** BEGIN DATA LINES **

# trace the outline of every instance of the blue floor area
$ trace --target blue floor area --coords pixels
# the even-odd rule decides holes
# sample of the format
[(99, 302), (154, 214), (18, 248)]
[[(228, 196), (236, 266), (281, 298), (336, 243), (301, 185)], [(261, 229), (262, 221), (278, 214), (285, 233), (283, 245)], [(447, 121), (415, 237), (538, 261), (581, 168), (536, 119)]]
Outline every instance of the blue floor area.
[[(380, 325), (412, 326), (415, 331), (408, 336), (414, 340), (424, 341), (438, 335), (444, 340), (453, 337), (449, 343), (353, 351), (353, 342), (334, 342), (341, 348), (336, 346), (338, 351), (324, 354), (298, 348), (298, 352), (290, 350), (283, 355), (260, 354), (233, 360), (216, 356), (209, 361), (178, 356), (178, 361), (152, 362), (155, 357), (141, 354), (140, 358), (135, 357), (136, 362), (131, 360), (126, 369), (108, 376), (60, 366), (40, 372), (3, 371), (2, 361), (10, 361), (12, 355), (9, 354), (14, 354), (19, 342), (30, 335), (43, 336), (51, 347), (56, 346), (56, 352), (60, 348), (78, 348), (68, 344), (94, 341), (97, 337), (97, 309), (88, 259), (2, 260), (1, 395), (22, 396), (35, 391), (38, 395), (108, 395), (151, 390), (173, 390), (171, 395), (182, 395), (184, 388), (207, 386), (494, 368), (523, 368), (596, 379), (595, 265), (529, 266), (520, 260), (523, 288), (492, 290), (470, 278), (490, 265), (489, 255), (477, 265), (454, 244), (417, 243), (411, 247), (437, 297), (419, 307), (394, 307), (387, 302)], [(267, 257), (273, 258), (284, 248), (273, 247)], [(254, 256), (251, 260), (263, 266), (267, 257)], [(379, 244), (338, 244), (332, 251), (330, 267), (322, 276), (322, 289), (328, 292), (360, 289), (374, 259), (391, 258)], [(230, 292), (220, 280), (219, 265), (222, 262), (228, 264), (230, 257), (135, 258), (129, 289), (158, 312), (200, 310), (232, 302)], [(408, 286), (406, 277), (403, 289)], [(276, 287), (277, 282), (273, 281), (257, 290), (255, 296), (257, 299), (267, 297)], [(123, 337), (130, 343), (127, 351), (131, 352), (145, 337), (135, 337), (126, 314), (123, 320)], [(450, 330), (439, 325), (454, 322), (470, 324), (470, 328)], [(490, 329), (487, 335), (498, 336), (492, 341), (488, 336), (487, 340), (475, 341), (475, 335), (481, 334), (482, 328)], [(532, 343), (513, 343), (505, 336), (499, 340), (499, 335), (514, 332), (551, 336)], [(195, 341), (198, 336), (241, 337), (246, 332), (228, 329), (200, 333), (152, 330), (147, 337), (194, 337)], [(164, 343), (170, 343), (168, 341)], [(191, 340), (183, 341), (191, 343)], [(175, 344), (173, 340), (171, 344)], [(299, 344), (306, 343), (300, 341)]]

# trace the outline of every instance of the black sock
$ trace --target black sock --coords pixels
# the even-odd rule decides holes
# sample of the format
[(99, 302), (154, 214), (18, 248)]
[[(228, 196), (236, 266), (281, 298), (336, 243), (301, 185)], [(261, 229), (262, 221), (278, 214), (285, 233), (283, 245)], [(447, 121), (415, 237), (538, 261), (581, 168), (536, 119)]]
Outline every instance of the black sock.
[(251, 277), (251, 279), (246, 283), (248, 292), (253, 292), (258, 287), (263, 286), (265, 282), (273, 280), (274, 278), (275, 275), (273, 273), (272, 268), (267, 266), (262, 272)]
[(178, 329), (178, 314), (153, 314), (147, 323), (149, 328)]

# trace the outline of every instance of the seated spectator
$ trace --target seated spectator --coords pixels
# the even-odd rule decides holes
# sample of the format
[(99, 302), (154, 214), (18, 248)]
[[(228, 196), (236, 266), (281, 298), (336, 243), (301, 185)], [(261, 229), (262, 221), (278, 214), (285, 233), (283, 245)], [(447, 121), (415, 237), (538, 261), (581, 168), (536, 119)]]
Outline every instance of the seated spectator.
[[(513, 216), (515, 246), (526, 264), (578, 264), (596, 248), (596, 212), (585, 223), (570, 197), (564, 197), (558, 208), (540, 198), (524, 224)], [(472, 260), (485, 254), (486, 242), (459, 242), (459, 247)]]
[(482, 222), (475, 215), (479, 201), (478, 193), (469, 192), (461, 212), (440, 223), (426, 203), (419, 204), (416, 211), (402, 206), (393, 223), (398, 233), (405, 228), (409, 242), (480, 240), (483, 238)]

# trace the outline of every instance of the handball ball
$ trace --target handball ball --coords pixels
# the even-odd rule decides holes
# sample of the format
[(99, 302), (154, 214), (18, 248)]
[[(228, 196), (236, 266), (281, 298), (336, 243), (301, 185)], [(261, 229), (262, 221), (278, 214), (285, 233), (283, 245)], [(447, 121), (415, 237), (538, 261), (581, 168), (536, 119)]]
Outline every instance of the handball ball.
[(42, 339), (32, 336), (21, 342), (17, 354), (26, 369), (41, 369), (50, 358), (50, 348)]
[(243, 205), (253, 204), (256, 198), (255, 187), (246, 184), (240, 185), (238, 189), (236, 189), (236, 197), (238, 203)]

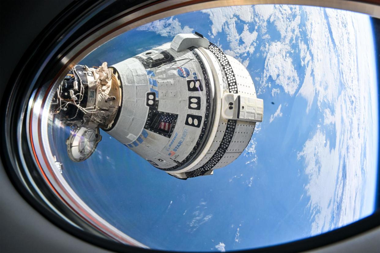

** END DATA LINES **

* **EXERCISE**: Rewrite the rows above with every "seated spectator" changed to "sitting spectator" and nothing else altered. Leave the pictures out of your answer.

* **TASK SOLUTION**:
# trace the outline of every instance of the blue floor area
$ trace --target blue floor area --coords pixels
# the even-odd rule decides holes
# sample of the format
[(99, 302), (154, 214), (18, 248)]
[[(228, 196), (236, 266), (281, 298), (336, 243), (301, 185)], [(261, 229), (262, 221), (278, 214), (285, 233), (283, 245)], [(447, 121), (415, 237), (538, 261), (581, 168), (536, 119)]]
Outline every instance of the blue floor area.
[[(380, 325), (412, 326), (415, 331), (408, 336), (414, 340), (424, 341), (438, 335), (444, 340), (453, 337), (449, 343), (353, 351), (353, 342), (334, 342), (341, 348), (336, 346), (338, 351), (324, 354), (298, 348), (298, 352), (290, 350), (283, 355), (260, 354), (233, 360), (216, 356), (209, 361), (178, 356), (178, 361), (152, 362), (155, 357), (141, 354), (140, 358), (135, 357), (136, 362), (131, 360), (126, 369), (108, 376), (60, 366), (40, 372), (3, 371), (2, 361), (10, 361), (12, 355), (9, 354), (14, 354), (19, 342), (30, 335), (43, 336), (51, 347), (56, 346), (56, 352), (60, 348), (78, 348), (68, 344), (94, 341), (97, 337), (97, 309), (88, 259), (2, 260), (1, 395), (22, 396), (35, 391), (38, 395), (108, 395), (151, 390), (173, 390), (171, 395), (182, 395), (184, 388), (207, 386), (494, 368), (523, 368), (596, 379), (595, 265), (529, 266), (520, 260), (523, 288), (492, 290), (470, 278), (490, 265), (489, 255), (477, 265), (454, 244), (417, 243), (411, 247), (437, 297), (419, 307), (394, 307), (387, 302)], [(267, 257), (273, 258), (284, 248), (273, 247)], [(254, 256), (251, 260), (263, 266), (267, 257)], [(379, 244), (338, 244), (332, 251), (330, 267), (322, 276), (322, 289), (328, 292), (360, 289), (374, 259), (391, 258)], [(230, 292), (220, 280), (219, 265), (222, 262), (228, 264), (230, 257), (135, 258), (129, 289), (158, 312), (200, 310), (232, 302)], [(408, 286), (406, 277), (403, 289)], [(276, 287), (277, 282), (273, 281), (257, 290), (255, 296), (257, 299), (267, 297)], [(123, 337), (130, 343), (127, 351), (131, 352), (145, 337), (135, 337), (126, 314), (123, 320)], [(450, 330), (439, 325), (454, 322), (470, 324), (470, 328)], [(490, 329), (487, 335), (498, 336), (492, 341), (488, 336), (487, 340), (475, 341), (475, 335), (481, 334), (482, 328)], [(532, 343), (513, 343), (505, 336), (499, 340), (499, 335), (514, 332), (551, 336)], [(195, 341), (198, 336), (241, 337), (246, 332), (228, 329), (200, 333), (152, 330), (147, 337), (194, 337)], [(164, 343), (170, 343), (168, 341)], [(191, 340), (183, 341), (191, 343)], [(175, 344), (173, 340), (171, 344)], [(299, 344), (306, 343), (300, 341)]]

# trace the outline of every instance of the black sock
$ trace --target black sock --coords pixels
# the even-odd rule decides holes
# sample of the format
[(99, 302), (154, 214), (18, 248)]
[[(228, 196), (236, 266), (281, 298), (336, 243), (301, 185)], [(261, 229), (262, 221), (278, 214), (285, 233), (283, 245)], [(447, 121), (415, 237), (538, 261), (581, 168), (536, 119)]]
Outline every instance of the black sock.
[(251, 277), (251, 279), (246, 283), (248, 292), (253, 292), (258, 287), (263, 286), (265, 282), (273, 280), (274, 278), (275, 275), (273, 273), (272, 268), (267, 266), (262, 272)]
[(178, 329), (178, 314), (153, 314), (147, 323), (149, 328)]

# trace the outline of every instance of the sitting spectator
$ trace --target sitting spectator --coords pixels
# the even-odd rule decides holes
# sample of the format
[(99, 302), (154, 214), (18, 248)]
[[(228, 196), (236, 266), (281, 298), (336, 243), (301, 185)], [(261, 229), (262, 221), (278, 214), (285, 233), (283, 245)], [(447, 121), (415, 237), (538, 261), (581, 168), (536, 119)]]
Outline every instance of the sitting spectator.
[[(513, 216), (515, 246), (526, 264), (578, 264), (596, 248), (596, 212), (585, 223), (570, 197), (564, 197), (558, 208), (540, 198), (524, 224)], [(472, 260), (485, 254), (486, 242), (459, 242), (459, 247)]]
[(482, 222), (475, 215), (479, 201), (478, 193), (469, 192), (461, 212), (440, 223), (426, 203), (419, 204), (416, 211), (402, 206), (393, 223), (398, 233), (405, 228), (409, 242), (480, 240), (483, 238)]

# trace the outline of every instance of the handball ball
$ trace --target handball ball --coords pixels
# the even-odd rule decides holes
# sample of the format
[(99, 302), (154, 214), (18, 248)]
[[(228, 196), (236, 266), (281, 298), (336, 243), (301, 185)], [(261, 229), (262, 221), (278, 214), (285, 233), (283, 245)], [(447, 121), (415, 237), (538, 261), (581, 168), (536, 119)]]
Outline every instance of the handball ball.
[(42, 339), (32, 336), (21, 342), (17, 354), (26, 369), (41, 369), (50, 358), (50, 348)]
[(243, 205), (253, 204), (256, 198), (255, 187), (246, 184), (240, 185), (238, 189), (236, 189), (236, 197), (238, 203)]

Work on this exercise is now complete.